Data
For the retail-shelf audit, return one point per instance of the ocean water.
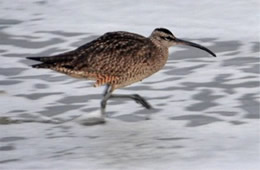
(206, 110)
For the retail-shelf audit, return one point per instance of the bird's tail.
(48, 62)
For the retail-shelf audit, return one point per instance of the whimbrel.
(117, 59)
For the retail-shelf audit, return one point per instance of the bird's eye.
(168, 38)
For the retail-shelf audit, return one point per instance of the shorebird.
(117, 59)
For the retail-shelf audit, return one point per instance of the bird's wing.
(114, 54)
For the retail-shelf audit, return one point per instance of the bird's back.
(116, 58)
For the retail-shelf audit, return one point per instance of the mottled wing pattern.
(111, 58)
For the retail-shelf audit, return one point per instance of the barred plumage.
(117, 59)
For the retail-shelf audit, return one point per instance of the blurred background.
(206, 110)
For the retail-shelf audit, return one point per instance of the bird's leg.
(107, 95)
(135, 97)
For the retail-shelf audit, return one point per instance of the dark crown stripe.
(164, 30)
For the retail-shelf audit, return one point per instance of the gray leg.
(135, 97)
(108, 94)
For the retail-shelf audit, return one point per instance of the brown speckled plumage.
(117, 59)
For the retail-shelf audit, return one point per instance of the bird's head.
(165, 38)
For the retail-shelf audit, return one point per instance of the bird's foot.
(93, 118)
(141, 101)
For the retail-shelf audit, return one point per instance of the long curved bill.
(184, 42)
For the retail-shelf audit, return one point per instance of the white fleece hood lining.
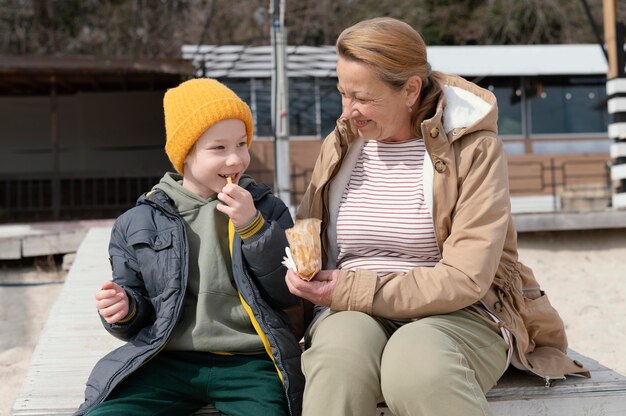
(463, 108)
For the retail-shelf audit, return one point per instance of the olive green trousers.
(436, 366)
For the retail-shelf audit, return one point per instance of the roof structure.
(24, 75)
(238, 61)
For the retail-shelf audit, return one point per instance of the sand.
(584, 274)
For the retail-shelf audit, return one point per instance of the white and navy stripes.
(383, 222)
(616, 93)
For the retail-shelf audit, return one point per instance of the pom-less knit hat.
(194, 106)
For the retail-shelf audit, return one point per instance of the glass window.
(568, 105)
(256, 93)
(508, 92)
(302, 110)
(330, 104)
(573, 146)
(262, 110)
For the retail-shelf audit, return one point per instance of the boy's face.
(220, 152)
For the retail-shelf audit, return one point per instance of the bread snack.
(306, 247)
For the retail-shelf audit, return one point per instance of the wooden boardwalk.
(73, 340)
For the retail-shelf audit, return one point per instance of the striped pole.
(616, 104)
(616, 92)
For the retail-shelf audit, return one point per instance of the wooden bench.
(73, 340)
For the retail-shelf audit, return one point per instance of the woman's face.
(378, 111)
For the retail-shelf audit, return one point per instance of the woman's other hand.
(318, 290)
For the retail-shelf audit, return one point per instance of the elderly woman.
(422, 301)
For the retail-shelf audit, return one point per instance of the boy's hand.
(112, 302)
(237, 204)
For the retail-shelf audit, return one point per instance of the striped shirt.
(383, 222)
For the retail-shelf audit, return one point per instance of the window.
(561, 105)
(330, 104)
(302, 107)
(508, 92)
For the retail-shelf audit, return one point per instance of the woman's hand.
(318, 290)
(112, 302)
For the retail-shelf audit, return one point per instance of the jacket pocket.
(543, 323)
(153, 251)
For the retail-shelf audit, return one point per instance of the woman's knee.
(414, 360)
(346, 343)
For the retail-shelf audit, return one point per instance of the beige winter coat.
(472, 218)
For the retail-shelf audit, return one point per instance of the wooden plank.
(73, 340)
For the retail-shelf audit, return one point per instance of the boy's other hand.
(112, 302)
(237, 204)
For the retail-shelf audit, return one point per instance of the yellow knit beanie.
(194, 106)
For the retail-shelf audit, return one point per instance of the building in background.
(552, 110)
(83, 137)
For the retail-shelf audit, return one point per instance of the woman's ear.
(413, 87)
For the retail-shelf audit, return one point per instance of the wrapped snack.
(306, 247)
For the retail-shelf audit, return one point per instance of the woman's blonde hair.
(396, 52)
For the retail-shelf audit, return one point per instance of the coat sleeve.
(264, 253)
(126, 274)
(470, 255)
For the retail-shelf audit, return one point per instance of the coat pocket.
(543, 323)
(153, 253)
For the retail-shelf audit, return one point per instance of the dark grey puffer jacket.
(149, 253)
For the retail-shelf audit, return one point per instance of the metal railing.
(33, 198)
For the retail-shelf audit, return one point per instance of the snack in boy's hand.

---

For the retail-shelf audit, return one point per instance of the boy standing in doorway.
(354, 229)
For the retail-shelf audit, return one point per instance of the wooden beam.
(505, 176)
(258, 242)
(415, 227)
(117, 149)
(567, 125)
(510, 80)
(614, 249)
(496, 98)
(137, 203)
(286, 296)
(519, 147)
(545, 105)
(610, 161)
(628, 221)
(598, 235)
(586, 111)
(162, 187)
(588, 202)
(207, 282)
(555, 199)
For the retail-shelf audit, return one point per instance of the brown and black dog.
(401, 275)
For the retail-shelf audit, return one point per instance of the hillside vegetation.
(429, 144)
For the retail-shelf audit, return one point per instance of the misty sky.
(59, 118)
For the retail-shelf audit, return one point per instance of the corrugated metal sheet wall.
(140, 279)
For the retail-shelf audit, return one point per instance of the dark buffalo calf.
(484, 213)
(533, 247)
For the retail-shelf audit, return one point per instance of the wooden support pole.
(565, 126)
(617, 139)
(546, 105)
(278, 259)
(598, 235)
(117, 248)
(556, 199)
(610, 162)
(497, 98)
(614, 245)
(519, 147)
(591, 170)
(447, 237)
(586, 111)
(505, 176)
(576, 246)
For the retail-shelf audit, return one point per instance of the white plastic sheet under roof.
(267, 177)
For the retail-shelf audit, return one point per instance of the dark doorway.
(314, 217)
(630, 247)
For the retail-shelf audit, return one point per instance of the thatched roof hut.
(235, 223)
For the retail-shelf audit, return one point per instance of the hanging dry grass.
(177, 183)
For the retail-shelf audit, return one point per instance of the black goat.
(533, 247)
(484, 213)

Task directions
When you reach the line with "yellow knit beanie." in the records above, start writing out lines exactly, and stop once the line with "in boy's hand." has been written; include nothing else.

Exercise output
For the retail-shelf audit, return one point per instance of the yellow knit beanie.
(194, 106)
For the retail-shelf audit, return one point per instance of the building in background.
(552, 110)
(83, 137)
For the retail-shelf audit, return one point per instance of the woman's ear.
(413, 87)
For the retail-shelf audit, return one point per instance of the wrapped snack.
(306, 247)
For the retail-shelf audit, return one point per instance of the woman's blonde hair.
(396, 52)
For the retail-shelf audit, return one point per instance of the coat sleeve.
(264, 253)
(126, 274)
(470, 255)
For the retail-shelf audit, return one point per instance of the coat pocket.
(543, 323)
(153, 253)
For the retail-shelf audit, return one point per instance of the dark grey puffer jacket.
(149, 253)
For the retail-shelf audit, return one point per instance of the metal railing.
(33, 198)
For the retail-shelf audit, return one point per instance of the snack in boy's hand.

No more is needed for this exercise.